▶ [PROBLEM DESCRIPTION]:
Each line from the beginning of the entries below through the line that includes "Annotate every instance of the brick" must be returned exactly as given.

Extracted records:
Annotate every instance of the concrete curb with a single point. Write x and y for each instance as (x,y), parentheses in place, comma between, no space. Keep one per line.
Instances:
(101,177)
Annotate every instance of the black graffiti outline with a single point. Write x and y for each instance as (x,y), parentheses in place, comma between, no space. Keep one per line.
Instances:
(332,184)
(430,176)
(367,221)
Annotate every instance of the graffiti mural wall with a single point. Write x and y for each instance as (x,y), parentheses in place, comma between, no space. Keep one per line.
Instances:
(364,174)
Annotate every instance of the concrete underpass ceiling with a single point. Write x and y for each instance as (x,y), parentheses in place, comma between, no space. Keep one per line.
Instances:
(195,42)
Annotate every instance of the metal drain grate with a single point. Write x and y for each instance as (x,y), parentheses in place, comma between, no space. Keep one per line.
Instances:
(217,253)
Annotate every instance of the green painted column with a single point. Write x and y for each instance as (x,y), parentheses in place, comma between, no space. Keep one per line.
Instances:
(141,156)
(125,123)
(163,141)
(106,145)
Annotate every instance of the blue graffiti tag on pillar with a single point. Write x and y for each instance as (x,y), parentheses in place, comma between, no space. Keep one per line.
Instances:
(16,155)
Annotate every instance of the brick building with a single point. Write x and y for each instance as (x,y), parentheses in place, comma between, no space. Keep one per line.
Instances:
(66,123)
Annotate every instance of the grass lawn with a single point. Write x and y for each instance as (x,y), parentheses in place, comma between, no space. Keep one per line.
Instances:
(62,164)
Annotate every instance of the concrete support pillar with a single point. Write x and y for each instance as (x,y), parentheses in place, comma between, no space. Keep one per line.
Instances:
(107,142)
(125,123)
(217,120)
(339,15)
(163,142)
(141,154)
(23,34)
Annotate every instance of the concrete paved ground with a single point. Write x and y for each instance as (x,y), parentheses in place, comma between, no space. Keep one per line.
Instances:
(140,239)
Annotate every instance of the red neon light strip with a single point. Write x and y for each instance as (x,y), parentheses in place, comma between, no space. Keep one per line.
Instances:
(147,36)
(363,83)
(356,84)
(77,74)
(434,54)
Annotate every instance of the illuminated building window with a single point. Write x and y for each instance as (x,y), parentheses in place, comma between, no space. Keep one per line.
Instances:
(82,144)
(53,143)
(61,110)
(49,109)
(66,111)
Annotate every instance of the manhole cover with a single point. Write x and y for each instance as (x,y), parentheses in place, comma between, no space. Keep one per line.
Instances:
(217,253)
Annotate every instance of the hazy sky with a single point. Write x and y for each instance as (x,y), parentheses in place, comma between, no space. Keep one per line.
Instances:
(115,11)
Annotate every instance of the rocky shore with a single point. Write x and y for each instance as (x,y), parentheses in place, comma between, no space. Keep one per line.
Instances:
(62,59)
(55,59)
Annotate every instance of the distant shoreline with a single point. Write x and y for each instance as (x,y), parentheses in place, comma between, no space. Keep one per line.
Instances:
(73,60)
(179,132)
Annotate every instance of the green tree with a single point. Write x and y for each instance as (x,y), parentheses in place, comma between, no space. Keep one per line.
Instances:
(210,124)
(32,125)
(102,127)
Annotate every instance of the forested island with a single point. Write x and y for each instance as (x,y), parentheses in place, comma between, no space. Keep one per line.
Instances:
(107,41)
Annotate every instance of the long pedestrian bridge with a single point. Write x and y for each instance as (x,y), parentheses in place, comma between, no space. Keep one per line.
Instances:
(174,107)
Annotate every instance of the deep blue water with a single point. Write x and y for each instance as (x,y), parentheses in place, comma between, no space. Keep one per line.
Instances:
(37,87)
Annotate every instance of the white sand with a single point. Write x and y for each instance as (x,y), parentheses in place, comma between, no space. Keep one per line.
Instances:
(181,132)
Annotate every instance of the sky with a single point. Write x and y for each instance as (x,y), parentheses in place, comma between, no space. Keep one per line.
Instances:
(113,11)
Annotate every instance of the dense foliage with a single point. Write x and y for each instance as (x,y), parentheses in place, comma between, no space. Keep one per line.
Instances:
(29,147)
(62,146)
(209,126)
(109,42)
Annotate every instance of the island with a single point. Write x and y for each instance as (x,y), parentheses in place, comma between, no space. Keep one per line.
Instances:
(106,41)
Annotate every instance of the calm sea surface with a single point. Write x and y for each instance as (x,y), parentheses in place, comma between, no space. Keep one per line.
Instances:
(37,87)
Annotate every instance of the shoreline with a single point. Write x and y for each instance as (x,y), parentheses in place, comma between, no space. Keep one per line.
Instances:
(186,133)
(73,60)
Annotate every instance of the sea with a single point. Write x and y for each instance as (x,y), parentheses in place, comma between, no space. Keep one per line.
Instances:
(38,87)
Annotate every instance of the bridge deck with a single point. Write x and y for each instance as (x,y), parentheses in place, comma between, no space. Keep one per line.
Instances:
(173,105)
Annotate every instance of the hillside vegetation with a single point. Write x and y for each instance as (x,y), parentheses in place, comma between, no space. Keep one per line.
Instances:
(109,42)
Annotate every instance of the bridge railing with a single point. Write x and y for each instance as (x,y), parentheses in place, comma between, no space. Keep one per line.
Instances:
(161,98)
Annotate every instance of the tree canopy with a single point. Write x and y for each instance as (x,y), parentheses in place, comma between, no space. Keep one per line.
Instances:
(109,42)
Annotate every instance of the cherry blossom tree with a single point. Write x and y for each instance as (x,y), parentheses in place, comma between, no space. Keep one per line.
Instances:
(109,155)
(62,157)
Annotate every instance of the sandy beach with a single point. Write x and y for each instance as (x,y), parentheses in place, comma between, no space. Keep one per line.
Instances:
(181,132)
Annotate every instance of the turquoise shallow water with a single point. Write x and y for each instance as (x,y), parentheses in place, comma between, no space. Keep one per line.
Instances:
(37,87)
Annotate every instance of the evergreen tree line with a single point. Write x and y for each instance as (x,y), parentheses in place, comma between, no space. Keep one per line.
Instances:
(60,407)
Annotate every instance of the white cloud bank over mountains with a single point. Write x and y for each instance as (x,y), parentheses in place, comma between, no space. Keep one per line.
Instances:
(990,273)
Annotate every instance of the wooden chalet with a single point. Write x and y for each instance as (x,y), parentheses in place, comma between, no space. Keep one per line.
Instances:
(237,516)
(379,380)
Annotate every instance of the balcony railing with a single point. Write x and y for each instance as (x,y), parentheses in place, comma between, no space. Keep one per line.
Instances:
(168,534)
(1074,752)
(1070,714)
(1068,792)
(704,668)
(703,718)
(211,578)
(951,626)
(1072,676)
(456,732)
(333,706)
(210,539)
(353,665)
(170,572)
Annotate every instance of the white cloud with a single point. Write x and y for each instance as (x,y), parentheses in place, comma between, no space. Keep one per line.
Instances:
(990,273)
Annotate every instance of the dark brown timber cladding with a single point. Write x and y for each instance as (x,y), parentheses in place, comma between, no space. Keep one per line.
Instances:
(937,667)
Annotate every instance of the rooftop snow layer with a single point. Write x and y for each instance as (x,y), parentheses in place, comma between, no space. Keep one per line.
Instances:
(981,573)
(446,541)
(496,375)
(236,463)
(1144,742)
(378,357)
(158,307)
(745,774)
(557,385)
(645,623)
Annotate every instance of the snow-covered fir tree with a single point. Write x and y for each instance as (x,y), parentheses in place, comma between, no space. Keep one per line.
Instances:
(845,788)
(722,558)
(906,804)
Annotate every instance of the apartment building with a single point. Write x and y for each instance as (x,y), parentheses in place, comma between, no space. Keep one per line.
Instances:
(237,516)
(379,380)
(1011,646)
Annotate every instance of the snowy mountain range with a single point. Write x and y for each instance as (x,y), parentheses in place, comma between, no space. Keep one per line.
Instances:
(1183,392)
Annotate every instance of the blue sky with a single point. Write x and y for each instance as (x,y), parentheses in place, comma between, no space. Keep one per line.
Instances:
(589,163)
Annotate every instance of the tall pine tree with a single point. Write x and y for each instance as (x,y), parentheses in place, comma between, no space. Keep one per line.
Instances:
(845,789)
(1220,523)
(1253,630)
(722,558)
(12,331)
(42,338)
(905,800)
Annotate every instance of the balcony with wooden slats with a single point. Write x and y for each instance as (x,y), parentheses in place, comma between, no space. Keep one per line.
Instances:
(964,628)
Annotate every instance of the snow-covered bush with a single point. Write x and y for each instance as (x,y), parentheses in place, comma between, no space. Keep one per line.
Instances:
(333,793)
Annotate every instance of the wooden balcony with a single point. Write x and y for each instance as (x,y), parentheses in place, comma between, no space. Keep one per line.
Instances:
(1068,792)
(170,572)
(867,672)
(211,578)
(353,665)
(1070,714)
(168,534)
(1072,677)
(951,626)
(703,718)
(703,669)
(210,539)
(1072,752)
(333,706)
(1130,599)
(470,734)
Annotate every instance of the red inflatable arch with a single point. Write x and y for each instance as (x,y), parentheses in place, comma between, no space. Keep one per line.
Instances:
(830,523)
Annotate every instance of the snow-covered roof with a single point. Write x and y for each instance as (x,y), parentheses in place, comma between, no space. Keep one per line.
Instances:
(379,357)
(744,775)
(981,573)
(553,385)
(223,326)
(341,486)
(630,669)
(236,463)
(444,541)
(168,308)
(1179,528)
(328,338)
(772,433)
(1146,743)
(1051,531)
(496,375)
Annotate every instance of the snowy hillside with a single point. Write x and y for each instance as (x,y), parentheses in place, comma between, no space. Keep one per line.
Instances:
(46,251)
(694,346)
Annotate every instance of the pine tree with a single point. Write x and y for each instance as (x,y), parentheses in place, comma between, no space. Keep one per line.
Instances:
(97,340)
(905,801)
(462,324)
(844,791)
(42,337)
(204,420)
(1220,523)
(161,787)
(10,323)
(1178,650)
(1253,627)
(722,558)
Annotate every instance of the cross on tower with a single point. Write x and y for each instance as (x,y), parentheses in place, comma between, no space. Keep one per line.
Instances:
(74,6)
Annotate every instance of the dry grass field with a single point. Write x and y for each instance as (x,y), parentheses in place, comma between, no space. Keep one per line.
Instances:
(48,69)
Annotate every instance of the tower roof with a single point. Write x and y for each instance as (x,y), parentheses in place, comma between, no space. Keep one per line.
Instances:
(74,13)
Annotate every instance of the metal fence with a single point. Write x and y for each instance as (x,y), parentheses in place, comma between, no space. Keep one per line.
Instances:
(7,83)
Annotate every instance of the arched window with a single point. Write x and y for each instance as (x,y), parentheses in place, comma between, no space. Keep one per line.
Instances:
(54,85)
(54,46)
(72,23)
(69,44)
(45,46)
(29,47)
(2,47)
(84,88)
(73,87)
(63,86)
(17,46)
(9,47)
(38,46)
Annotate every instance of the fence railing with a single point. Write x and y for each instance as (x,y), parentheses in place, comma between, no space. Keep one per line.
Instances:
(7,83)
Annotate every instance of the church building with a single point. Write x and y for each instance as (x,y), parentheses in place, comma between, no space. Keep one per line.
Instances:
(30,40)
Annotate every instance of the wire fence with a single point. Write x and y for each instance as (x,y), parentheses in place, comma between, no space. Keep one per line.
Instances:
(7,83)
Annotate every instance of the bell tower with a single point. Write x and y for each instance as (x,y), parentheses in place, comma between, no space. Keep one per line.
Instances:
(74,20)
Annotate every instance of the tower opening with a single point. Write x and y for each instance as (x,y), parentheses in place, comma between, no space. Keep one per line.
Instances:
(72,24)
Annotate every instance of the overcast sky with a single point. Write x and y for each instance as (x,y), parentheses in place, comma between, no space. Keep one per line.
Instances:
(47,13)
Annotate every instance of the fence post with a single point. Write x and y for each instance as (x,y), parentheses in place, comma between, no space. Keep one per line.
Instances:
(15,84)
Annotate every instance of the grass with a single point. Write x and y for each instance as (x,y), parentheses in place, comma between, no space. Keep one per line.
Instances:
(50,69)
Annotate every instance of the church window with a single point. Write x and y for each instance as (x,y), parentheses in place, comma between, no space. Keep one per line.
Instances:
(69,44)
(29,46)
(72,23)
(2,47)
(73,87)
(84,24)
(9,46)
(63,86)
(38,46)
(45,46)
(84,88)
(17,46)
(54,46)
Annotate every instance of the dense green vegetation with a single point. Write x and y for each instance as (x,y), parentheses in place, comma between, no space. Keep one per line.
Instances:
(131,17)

▶ [EXERCISE SOLUTION]:
Annotate every instance of the concrete curb with a single point. Write x and y for each instance as (x,y), parentheses in place, comma between, no space. Keep one per line.
Instances:
(101,177)
Annotate every instance of the black graffiti outline with a single point. Write x and y for each instance as (x,y), parentheses in place, comma between, no space. Keep one per line.
Instances:
(332,184)
(430,176)
(367,221)
Annotate every instance of the graffiti mural wall with a single point. Write x and y for each instance as (x,y), parentheses in place, comma between, no space. Keep one per line.
Instances:
(364,174)
Annotate every instance of the concrete underpass ceiling with a single point. Write x and y for each instance as (x,y), parentheses in place, comma between, no space. Keep one per line.
Instances:
(195,42)
Annotate every instance of the metal drain grate with a single point. Write x and y for each instance as (x,y), parentheses in place, comma between, no space. Keep one per line.
Instances:
(217,253)
Annotate every instance of the green painted column with a single point. Write x and y for each instance as (x,y), parentheses in place, comma between, no space. Keep one per line.
Instances:
(141,156)
(125,123)
(163,141)
(106,145)
Annotate every instance of the blue graffiti tag on pillar with a single point. Write x and y for each instance as (x,y), parentheses in place, comma between, no space. Keep one per line.
Instances:
(16,155)
Annotate every instance of the brick building with a single point. Write x and y for each instance as (x,y), parentheses in place, comma between, no space. Keep one per line.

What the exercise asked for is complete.